■ Set exercise ■
Go through the records underneath and write each one out again exactly.

■ Material for this exercise ■
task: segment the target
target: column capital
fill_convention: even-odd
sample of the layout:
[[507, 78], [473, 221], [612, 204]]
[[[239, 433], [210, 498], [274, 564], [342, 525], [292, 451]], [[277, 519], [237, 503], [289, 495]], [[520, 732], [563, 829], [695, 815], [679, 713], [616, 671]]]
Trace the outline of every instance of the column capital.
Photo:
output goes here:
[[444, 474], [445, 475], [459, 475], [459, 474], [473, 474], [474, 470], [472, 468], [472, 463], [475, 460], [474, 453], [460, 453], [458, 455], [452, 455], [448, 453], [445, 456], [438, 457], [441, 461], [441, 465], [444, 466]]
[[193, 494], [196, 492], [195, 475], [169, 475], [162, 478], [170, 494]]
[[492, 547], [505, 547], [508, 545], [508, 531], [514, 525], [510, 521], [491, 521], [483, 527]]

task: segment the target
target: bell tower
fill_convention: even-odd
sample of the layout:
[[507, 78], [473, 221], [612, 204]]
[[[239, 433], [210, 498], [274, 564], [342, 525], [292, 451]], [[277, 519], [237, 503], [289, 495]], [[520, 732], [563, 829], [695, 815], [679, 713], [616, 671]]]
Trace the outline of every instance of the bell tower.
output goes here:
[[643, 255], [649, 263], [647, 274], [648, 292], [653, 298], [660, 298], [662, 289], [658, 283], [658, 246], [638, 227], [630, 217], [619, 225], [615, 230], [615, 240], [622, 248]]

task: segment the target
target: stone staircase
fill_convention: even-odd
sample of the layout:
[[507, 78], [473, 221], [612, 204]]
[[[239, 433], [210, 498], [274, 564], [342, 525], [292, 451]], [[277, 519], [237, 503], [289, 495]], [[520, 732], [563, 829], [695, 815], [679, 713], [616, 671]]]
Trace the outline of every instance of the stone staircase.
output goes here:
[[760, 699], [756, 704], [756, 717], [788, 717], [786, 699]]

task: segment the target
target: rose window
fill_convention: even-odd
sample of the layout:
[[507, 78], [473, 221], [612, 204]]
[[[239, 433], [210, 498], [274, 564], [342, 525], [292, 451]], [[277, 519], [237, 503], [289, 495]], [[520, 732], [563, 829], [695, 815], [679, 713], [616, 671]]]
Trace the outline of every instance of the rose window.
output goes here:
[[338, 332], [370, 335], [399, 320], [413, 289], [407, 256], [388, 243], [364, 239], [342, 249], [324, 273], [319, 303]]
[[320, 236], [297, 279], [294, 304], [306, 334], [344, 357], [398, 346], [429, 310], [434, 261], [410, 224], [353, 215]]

■ Solution to the problem ■
task: segment the target
target: column capital
fill_convention: even-odd
sample of the layout:
[[507, 78], [473, 221], [612, 204]]
[[[239, 433], [210, 498], [274, 564], [342, 525], [292, 451]], [[277, 519], [237, 503], [289, 495]], [[520, 732], [563, 829], [695, 815], [679, 713], [616, 671]]]
Trace the outline of every instance of the column capital.
Photo:
output goes here:
[[444, 474], [445, 475], [459, 475], [459, 474], [473, 474], [474, 470], [472, 468], [472, 463], [475, 460], [474, 453], [460, 453], [458, 455], [452, 455], [448, 453], [445, 456], [438, 457], [441, 461], [441, 465], [444, 466]]
[[193, 494], [196, 492], [195, 475], [169, 475], [162, 478], [170, 494]]
[[492, 547], [505, 547], [508, 545], [508, 531], [514, 525], [510, 521], [491, 521], [483, 527]]

task: segment the target
target: bell tower
fill_convention: even-odd
sample of the layout:
[[507, 78], [473, 221], [612, 204]]
[[[239, 433], [210, 498], [274, 564], [342, 525], [292, 451]], [[277, 519], [237, 503], [289, 495]], [[520, 732], [563, 829], [695, 815], [679, 713], [616, 671]]]
Trace the outline of every instance of the bell tower.
output goes here:
[[643, 255], [649, 263], [647, 274], [648, 292], [653, 298], [660, 298], [662, 289], [658, 283], [658, 246], [638, 227], [630, 217], [619, 225], [615, 230], [615, 240], [622, 248]]

task: segment the target
target: stone staircase
fill_convention: even-odd
sample of the layout:
[[507, 78], [473, 221], [612, 204]]
[[[239, 433], [210, 498], [274, 564], [342, 525], [292, 451]], [[277, 519], [237, 503], [289, 495]], [[520, 732], [563, 829], [695, 815], [679, 713], [616, 671]]]
Trace the outline of every instance of the stone staircase.
output goes here:
[[760, 699], [756, 704], [756, 717], [788, 717], [786, 699]]

task: segment the target
target: rose window
fill_convention: even-odd
sample of the layout:
[[507, 78], [473, 221], [612, 204]]
[[[239, 433], [210, 498], [274, 564], [342, 525], [292, 451]], [[277, 519], [237, 503], [289, 495]], [[520, 732], [563, 829], [695, 815], [679, 713], [616, 671]]]
Trace the outline of every instance of the rose window.
output goes here:
[[338, 332], [370, 335], [399, 320], [413, 289], [407, 256], [388, 243], [364, 239], [342, 249], [324, 273], [319, 303]]
[[320, 236], [297, 279], [294, 304], [306, 334], [344, 357], [398, 346], [429, 310], [434, 261], [410, 224], [353, 215]]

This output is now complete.